Required task
Reproduce the listing from the line containing "Detect nose. Return" through the line containing "[[269, 267, 488, 311]]", substituting "eyebrow" for "eyelash" and keeping everything else identical.

** start **

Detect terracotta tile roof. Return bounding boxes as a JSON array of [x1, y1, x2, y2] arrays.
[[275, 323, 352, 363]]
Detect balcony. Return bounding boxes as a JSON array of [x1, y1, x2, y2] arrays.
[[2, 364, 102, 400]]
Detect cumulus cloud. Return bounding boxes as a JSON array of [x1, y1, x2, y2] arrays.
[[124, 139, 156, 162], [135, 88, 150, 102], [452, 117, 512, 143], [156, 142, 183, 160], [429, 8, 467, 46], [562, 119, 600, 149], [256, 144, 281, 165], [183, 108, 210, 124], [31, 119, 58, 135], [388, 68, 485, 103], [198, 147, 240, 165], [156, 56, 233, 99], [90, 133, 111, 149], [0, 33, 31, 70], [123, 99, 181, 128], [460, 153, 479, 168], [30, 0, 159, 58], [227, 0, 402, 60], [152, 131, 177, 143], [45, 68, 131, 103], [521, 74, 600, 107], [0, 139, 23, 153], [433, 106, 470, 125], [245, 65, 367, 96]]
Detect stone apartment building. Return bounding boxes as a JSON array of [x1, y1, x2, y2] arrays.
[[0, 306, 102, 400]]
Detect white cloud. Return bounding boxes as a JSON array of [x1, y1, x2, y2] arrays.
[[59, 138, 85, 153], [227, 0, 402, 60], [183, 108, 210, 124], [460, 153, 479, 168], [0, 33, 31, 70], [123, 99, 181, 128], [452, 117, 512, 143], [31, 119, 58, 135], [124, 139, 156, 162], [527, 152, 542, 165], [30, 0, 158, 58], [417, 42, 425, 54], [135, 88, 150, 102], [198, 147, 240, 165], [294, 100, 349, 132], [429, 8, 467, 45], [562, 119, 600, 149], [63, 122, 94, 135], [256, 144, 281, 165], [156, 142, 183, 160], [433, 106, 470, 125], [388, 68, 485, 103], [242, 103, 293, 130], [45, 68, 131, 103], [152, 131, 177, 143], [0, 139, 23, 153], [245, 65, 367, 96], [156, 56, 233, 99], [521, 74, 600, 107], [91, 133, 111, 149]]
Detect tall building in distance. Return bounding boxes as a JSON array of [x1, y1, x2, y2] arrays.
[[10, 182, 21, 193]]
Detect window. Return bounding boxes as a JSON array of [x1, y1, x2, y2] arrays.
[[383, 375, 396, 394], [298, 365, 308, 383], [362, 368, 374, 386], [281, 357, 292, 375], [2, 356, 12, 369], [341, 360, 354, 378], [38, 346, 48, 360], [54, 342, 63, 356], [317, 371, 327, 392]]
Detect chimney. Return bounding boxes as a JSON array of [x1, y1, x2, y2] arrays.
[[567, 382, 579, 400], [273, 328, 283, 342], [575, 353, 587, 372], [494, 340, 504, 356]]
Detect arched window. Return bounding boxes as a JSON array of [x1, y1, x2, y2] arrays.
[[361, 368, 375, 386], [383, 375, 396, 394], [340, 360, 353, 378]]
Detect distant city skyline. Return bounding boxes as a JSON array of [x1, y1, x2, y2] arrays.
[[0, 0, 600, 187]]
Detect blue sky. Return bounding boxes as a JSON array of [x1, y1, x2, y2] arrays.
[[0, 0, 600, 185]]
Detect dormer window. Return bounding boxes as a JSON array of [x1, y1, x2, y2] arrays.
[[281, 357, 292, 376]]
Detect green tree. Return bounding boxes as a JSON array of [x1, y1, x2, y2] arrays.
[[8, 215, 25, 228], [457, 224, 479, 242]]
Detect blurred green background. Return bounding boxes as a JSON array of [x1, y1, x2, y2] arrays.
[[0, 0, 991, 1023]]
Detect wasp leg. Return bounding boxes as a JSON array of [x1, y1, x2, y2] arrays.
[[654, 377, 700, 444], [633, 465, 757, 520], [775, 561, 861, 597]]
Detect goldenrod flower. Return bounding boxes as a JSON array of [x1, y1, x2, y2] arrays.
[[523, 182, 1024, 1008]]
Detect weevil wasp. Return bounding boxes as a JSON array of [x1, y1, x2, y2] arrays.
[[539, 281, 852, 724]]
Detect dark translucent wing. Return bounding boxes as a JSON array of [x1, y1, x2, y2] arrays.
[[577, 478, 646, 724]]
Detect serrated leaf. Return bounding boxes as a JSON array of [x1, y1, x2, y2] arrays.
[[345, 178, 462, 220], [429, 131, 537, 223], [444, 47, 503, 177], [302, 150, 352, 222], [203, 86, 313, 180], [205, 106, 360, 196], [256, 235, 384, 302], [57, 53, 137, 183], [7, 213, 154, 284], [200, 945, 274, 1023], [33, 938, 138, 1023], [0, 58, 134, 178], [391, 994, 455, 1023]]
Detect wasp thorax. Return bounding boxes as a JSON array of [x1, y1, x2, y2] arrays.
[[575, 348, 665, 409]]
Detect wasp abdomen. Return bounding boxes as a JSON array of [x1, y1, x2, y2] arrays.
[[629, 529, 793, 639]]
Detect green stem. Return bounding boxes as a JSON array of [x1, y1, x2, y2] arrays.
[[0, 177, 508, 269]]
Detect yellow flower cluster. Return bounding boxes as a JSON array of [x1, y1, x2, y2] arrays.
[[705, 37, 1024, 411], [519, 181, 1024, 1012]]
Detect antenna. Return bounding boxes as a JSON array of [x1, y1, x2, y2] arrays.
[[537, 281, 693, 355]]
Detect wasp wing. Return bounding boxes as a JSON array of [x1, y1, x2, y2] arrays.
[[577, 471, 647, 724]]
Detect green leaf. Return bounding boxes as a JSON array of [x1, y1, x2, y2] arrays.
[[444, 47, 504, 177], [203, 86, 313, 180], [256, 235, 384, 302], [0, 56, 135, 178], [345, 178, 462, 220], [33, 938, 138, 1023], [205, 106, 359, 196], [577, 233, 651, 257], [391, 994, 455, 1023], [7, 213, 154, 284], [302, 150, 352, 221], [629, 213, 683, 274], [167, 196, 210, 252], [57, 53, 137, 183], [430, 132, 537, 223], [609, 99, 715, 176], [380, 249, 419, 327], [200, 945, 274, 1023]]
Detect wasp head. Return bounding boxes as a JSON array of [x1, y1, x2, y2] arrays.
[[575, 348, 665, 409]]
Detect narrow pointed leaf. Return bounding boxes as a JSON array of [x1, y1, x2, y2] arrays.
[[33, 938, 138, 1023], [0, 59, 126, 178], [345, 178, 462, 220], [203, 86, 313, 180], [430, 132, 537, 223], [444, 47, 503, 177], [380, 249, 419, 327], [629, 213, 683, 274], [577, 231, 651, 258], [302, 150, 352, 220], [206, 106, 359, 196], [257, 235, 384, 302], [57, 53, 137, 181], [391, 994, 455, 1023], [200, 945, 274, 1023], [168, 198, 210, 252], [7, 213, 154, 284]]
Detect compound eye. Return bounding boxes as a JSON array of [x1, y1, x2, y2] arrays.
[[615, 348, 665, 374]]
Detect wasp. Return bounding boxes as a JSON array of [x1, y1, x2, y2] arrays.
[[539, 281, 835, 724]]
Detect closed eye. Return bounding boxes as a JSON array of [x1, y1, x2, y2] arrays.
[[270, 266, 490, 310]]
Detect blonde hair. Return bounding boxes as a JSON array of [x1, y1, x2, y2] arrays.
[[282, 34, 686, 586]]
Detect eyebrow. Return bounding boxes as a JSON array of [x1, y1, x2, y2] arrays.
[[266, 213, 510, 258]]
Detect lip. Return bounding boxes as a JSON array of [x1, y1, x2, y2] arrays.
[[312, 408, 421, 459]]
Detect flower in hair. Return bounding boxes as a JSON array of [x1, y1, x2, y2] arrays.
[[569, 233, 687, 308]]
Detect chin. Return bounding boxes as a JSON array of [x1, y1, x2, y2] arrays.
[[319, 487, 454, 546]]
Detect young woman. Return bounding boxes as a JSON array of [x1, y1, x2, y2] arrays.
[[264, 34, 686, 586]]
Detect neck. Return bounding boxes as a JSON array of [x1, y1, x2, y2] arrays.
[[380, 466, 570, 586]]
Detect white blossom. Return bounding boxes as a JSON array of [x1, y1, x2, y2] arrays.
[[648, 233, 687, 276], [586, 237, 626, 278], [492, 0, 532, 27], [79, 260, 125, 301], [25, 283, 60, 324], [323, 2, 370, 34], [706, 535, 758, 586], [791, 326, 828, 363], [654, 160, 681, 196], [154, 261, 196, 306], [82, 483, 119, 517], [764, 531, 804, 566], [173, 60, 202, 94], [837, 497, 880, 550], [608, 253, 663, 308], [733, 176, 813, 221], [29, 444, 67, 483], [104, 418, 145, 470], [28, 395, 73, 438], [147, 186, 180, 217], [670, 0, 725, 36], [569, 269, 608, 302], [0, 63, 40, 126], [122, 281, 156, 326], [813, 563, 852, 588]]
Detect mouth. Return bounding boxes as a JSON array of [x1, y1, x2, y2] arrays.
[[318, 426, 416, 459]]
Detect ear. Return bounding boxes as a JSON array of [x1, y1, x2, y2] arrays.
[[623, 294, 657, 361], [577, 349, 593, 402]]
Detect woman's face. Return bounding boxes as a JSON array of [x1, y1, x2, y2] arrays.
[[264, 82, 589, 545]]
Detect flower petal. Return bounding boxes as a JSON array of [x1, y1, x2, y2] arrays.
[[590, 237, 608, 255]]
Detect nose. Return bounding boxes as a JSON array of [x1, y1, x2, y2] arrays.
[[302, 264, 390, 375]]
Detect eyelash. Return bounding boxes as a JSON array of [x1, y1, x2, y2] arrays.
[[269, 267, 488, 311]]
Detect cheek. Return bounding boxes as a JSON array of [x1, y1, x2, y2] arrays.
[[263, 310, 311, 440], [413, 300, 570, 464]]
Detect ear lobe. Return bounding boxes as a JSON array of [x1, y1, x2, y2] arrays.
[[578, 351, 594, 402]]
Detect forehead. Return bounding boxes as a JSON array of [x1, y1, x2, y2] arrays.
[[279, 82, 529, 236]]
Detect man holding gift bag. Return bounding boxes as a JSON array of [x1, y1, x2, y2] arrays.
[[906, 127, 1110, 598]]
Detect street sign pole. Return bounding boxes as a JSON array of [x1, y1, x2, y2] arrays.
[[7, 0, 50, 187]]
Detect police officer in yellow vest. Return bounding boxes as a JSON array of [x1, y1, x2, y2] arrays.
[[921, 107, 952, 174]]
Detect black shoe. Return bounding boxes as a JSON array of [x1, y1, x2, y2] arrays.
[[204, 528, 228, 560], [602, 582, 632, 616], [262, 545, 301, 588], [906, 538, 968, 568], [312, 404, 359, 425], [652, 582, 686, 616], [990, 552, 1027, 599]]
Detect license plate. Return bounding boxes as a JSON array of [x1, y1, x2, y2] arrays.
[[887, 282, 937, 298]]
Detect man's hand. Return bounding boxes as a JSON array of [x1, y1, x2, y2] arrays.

** end **

Task result
Detect nose. Return bounding boxes as a JSON array of [x1, y1, x2, y2] arrays.
[[302, 264, 390, 375]]
Detect eyebrow. Return bounding boxes as a JSON array of [x1, y1, x2, y2] arrays.
[[269, 267, 488, 311]]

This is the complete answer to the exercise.